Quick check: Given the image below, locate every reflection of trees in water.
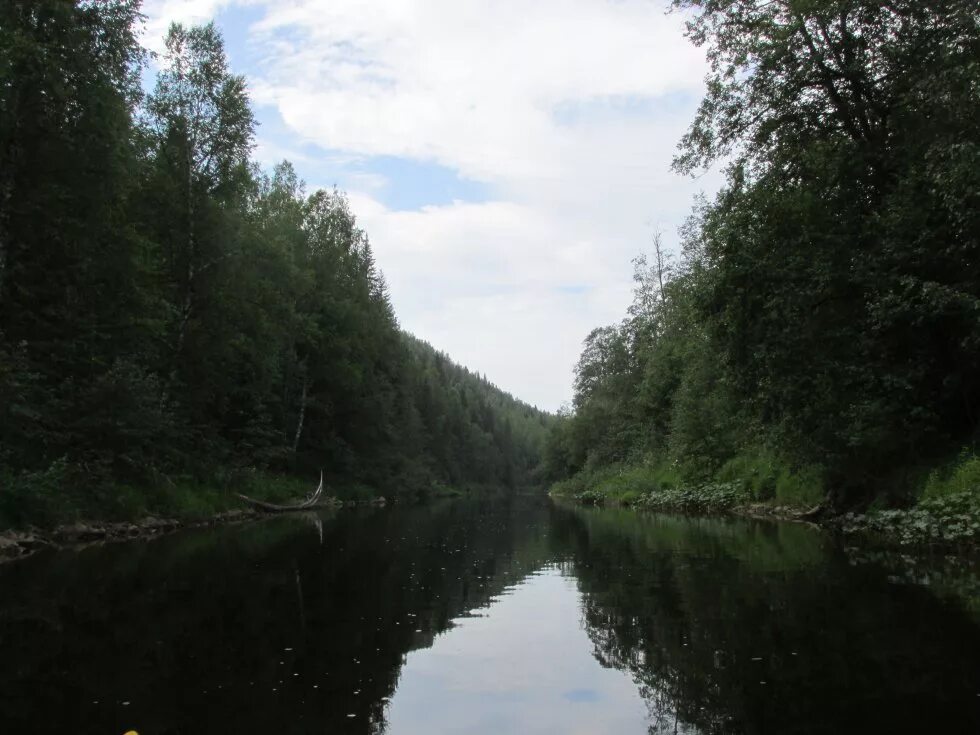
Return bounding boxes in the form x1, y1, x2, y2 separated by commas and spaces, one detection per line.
841, 546, 980, 619
0, 497, 555, 735
580, 592, 702, 735
3, 500, 978, 734
549, 504, 980, 735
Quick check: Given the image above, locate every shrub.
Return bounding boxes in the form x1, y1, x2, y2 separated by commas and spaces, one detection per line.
922, 451, 980, 501
717, 451, 779, 500
549, 463, 684, 505
775, 464, 825, 507
0, 458, 77, 528
839, 491, 980, 547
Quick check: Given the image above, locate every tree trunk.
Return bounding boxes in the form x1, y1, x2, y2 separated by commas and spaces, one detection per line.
653, 230, 667, 306
174, 286, 193, 360
0, 180, 10, 304
178, 141, 196, 356
292, 376, 309, 455
0, 225, 6, 304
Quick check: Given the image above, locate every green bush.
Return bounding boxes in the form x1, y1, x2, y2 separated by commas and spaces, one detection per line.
150, 470, 314, 520
634, 481, 750, 513
152, 482, 226, 520
922, 451, 980, 501
717, 451, 779, 500
550, 463, 683, 505
94, 483, 149, 521
839, 492, 980, 547
0, 458, 77, 528
552, 453, 824, 513
237, 471, 312, 504
775, 464, 825, 507
715, 451, 825, 507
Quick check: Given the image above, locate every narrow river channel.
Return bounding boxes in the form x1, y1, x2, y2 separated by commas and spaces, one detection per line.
1, 497, 977, 733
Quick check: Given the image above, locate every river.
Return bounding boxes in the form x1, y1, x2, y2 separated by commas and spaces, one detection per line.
0, 497, 977, 733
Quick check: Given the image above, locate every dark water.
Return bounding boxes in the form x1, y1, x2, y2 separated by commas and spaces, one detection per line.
1, 498, 978, 734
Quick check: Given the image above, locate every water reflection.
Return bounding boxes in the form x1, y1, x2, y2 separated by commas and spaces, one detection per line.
0, 498, 977, 734
0, 499, 554, 734
550, 505, 980, 734
384, 567, 648, 735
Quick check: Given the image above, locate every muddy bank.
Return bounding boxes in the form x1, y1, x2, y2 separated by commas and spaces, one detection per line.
0, 510, 258, 562
0, 495, 389, 563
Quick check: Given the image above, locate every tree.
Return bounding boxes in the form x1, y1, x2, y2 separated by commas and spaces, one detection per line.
145, 21, 255, 377
673, 0, 980, 500
0, 12, 553, 526
0, 0, 148, 475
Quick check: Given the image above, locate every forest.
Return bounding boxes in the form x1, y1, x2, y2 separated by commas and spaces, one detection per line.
545, 0, 980, 522
0, 1, 551, 528
2, 0, 978, 535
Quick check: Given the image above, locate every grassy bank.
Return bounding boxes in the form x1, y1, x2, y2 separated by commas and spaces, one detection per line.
834, 453, 980, 548
0, 465, 335, 531
550, 453, 823, 511
0, 458, 519, 532
549, 452, 980, 550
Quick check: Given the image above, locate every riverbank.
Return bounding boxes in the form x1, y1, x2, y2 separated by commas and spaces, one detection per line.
549, 451, 980, 551
551, 481, 980, 552
0, 496, 369, 563
0, 466, 516, 563
0, 510, 259, 562
0, 490, 395, 563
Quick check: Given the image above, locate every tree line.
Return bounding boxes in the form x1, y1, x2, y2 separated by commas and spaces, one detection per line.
0, 1, 550, 526
545, 0, 979, 510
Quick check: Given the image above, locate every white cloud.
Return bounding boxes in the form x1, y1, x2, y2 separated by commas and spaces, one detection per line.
343, 193, 656, 411
251, 0, 706, 183
252, 138, 314, 169
142, 0, 722, 410
141, 0, 238, 52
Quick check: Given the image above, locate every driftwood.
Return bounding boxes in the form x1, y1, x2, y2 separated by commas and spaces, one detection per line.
798, 502, 829, 521
237, 472, 326, 513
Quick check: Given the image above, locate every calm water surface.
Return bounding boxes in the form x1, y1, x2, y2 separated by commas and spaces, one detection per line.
0, 497, 978, 734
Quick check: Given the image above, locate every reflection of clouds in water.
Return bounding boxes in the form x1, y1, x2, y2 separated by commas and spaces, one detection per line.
384, 567, 649, 735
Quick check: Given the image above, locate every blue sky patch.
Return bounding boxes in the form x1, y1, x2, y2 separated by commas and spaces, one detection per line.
353, 155, 491, 210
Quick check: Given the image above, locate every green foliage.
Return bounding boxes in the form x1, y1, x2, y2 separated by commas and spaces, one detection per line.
715, 452, 825, 506
675, 0, 980, 497
547, 0, 980, 516
775, 465, 825, 507
0, 7, 552, 528
633, 482, 751, 513
0, 459, 75, 529
922, 451, 980, 501
839, 492, 980, 548
551, 463, 682, 505
716, 452, 779, 501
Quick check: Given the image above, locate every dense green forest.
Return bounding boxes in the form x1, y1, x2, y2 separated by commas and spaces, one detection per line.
546, 0, 980, 515
0, 1, 550, 528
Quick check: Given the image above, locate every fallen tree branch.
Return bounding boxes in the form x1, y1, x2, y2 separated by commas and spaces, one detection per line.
237, 471, 326, 513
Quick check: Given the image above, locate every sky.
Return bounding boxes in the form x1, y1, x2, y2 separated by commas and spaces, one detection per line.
141, 0, 721, 412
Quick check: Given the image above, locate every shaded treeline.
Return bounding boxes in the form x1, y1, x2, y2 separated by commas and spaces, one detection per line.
546, 0, 980, 508
0, 1, 550, 526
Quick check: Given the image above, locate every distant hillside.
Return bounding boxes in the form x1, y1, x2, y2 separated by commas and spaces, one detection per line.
401, 333, 553, 494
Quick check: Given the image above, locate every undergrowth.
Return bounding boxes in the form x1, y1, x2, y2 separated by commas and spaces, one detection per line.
0, 463, 321, 530
550, 451, 823, 513
550, 451, 980, 549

• • • • • • •

→ TASK INSTRUCTIONS:
An exact copy of all the entries above is required, with every picture left out.

→ ANSWER TO THIS TASK:
Quick check: Given the image below, locate every reflection of trees in water.
Return bounding boxes in the form x1, y1, x2, y2 separated by commas and spaces, one detection per line.
841, 546, 980, 619
0, 497, 555, 735
580, 592, 702, 735
3, 500, 978, 734
549, 504, 980, 735
Quick check: Given the image above, locate every shrub.
Return bounding boxes in the form x1, y1, x2, y2 separated by commas and spaces, one detection per line.
922, 451, 980, 501
717, 451, 779, 500
549, 463, 684, 505
775, 464, 825, 507
0, 458, 77, 528
839, 491, 980, 547
Quick check: Given the image above, locate every tree trunk.
Return bounding boxes in the form x1, y1, x2, y2 separated by commas and spaces, one detection per line.
653, 230, 667, 306
174, 286, 193, 360
0, 180, 10, 304
178, 141, 196, 356
292, 376, 309, 455
0, 225, 6, 304
Quick check: Given the image above, locate every green bush.
Return bounding boxes in the form x1, y1, x2, y2 separated by commas and spaces, one detection per line.
150, 470, 314, 520
634, 481, 750, 513
152, 482, 226, 520
922, 451, 980, 501
717, 451, 779, 500
550, 463, 683, 505
94, 483, 149, 521
839, 492, 980, 547
0, 458, 77, 528
552, 453, 824, 513
237, 471, 312, 504
775, 464, 825, 507
715, 451, 825, 507
Quick check: Given the image above, locate every narrow river channel.
Return bounding boxes in the form x1, y1, x2, y2 separated by commas and spaces, one detection per line.
1, 497, 977, 733
Quick check: Given the image above, locate every river.
Return bounding boxes in the form x1, y1, x2, y2 separated by commas and spaces, one detection per line.
0, 497, 977, 733
Quick check: Given the image above, locate every dark water.
Return bounding boxes in the form x1, y1, x2, y2 separated by commas and spaces, one detection per line.
1, 498, 978, 734
Quick check: Given the image above, locate every water reflection.
Return bounding boxes in the form x1, y1, x2, y2 separated by commas and spaces, one detection per line.
0, 498, 977, 734
0, 499, 554, 734
550, 505, 980, 734
384, 567, 648, 735
Quick check: Given the image above, locate every muddy bank.
Return bounding boxes in the form x1, y1, x2, y2 separated by commas and spaces, one detection per line.
0, 510, 258, 562
0, 495, 389, 563
Quick check: Given the image above, locate every tree.
Return bounding boxes in the form x1, y1, x2, y2 separated by commas and spaces, one detection per line.
145, 21, 255, 377
673, 0, 980, 500
0, 12, 553, 526
0, 0, 148, 475
Quick check: Given the image above, locate every forest.
Return bounding boxes in the form x1, y1, x2, y2 separated by commas and spaces, one detection per line.
545, 0, 980, 522
0, 1, 551, 528
2, 0, 978, 535
Quick check: Given the image above, locate every grassy bank.
Return bounding boxes in the form x1, y1, x2, y2 separated by commas and spaces, one detection per line.
834, 453, 980, 548
0, 465, 335, 531
550, 453, 823, 511
0, 458, 519, 532
549, 452, 980, 550
Quick check: Given the image above, locate every riverbank.
Return bounding boxes in the form x1, y1, x2, y2 separated by commas and spaces, one detection per line.
549, 451, 980, 551
551, 481, 980, 552
0, 496, 369, 563
0, 466, 516, 563
0, 510, 259, 562
0, 490, 395, 563
Quick check: Given the image above, locate every tree line.
Return bounding boxes in the form x1, y1, x2, y2 separated by commas and spaces, one detection per line.
0, 1, 550, 526
545, 0, 979, 510
Quick check: Given the image above, locate every white cloud.
Return bounding boxes in the form x1, y1, x2, y2 separated by commas and spaces, one detection per line.
343, 193, 656, 411
251, 0, 706, 183
252, 138, 314, 169
142, 0, 722, 410
141, 0, 238, 52
Quick check: Given the image above, locate every driftwood.
Return bounding boxes in the form x1, y1, x2, y2 separated by commas and spaces, one detection per line.
798, 502, 829, 521
237, 472, 326, 513
Quick check: Given the image above, locate every calm water surface.
Return bounding boxes in the form x1, y1, x2, y2 separated by commas and spaces, one detection per line.
0, 497, 978, 734
Quick check: Given the image above, locate every reflection of clouds in water.
Return bounding boxes in the form x1, y1, x2, y2 separated by commas and spaces, one detection per line.
384, 567, 649, 735
Quick check: Given the image above, locate every blue sky patch.
Return bounding boxes in the form x1, y1, x2, y2 separated by commas and spaces, one detection per line.
353, 155, 491, 210
Quick check: Given the image above, locate every green foliage.
Return bounding boxes in the form x1, y1, x2, y2 separated by commas and spaces, one detection per line.
715, 452, 825, 506
675, 0, 980, 497
547, 0, 980, 516
775, 465, 825, 507
0, 7, 552, 528
633, 482, 751, 513
0, 459, 75, 529
922, 451, 980, 501
839, 492, 980, 548
551, 463, 682, 505
716, 452, 779, 501
Quick check: Given the image above, locate every dense green forest.
Return bounding boxes in the form x1, y1, x2, y2 separated by commas and spaces, one detection per line.
546, 0, 980, 515
0, 1, 550, 528
Quick check: Given the image above, locate every fallen tree branch.
Return bounding boxes in the form x1, y1, x2, y2 separated by commas and spaces, one detection per line.
237, 471, 326, 513
Quick check: Given the image above, locate every sky.
Return bounding boxes in the form x1, y1, x2, y2 separated by commas and spaces, one detection per line.
141, 0, 721, 412
Quick check: Given the image above, locate every shaded treeline.
Return bounding boxes in the form x1, y1, x2, y2 separated by commas and spaces, one detection per line.
546, 0, 980, 508
0, 1, 550, 526
Quick check: Given the image above, locate every distant hillside.
Return bounding boxes in the form x1, y1, x2, y2 separated by commas and spaces, one detection per line.
401, 333, 553, 494
Quick check: Given the image above, locate every undergrowth.
Return bounding boxes in the form x1, y1, x2, y2 separated by commas and spaces, one detection per line.
0, 463, 321, 530
550, 451, 823, 513
550, 451, 980, 549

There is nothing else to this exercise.